History for Sale: On Paige Williams’s “The Dinosaur Artist: Obsession, Betrayal, and the Quest for Earth’s Ultimate Trophy”

By Lydia PyneOctober 10, 2018

History for Sale: On Paige Williams’s “The Dinosaur Artist: Obsession, Betrayal, and the Quest for Earth’s Ultimate Trophy”

The Dinosaur Artist by Paige Williams

STEP RIGHT UP, ladies and gentlemen, and get yourself your very own bit of fossilized natural history. Dinosaur skulls. Sharks’ teeth. Palm fronds. Flowers. Leaves. Skeletonized fish. No longer relegated to the world’s natural history museums, plants and animals from millions of years ago have become the latest, trendiest objets d’art among collectors. Consequently, the 21st-century commercial fossil trade is booming.

For most of the 20th century — indeed for centuries prior — fossils were bought and sold outside of the auction house circuit. This changed with the 1997 sale of Sue, the famous Tyrannosaurus rex skeleton found in South Dakota. The world took note of her stunning price tag ($7.6 million, plus a hefty commission, for a sum of a $8.36 million): there was clearly a market for fossils — and a very lucrative market at that. Over the last two decades, renowned auction houses like Butterfields, Sotheby’s, Heritage Auctions, and Christie’s have expanded their catalogs to include fossils, which are estimated at anywhere between hundreds and millions of dollars. “Everything changed on that day,” the late Notre Dame paleontologist J. Keith Rigby Jr. lamented at the Society of Vertebrate Paleontology conference in 1997, held the week after Sue’s sale. According to Rigby, “This sale may be the single most damaging action in the history of vertebrate paleontology.”

There is indeed a very serious cost to auctioning off natural history. When fossils go to the highest bidder, the science of studying them suffers. Paleontologists excavate fossils in a systematic, methodical fashion, carefully recording the stratigraphy, the context, and the spatial data that surrounds them, but this important information is stripped away when fossils are prospected and commercially sold. Once fossils disappear into private collections, it becomes difficult (many paleontologists would argue impossible) to do any subsequent studies on them; they are no longer part of a shared natural history heritage. At commercial auctions, fossils are transformed into luxury commodities — they become trophies, objects to be acquired and prized.

***

** WHAT THE EXERCISE ASKS **
Copy the passage of the review that begins with "By Lydia PyneOctober" and ends with "trade is booming.", putting "Mammoth tusks" in place of "Dinosaur skulls".

** DATA SHOWN **
***

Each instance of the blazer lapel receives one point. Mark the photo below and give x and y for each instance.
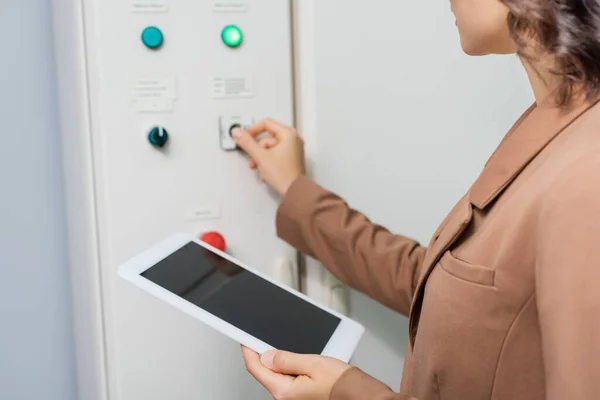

***

** FINAL RESULT **
By Lydia PyneOctober 10, 2018

History for Sale: On Paige Williams’s “The Dinosaur Artist: Obsession, Betrayal, and the Quest for Earth’s Ultimate Trophy”

The Dinosaur Artist by Paige Williams

STEP RIGHT UP, ladies and gentlemen, and get yourself your very own bit of fossilized natural history. Mammoth tusks. Sharks’ teeth. Palm fronds. Flowers. Leaves. Skeletonized fish. No longer relegated to the world’s natural history museums, plants and animals from millions of years ago have become the latest, trendiest objets d’art among collectors. Consequently, the 21st-century commercial fossil trade is booming.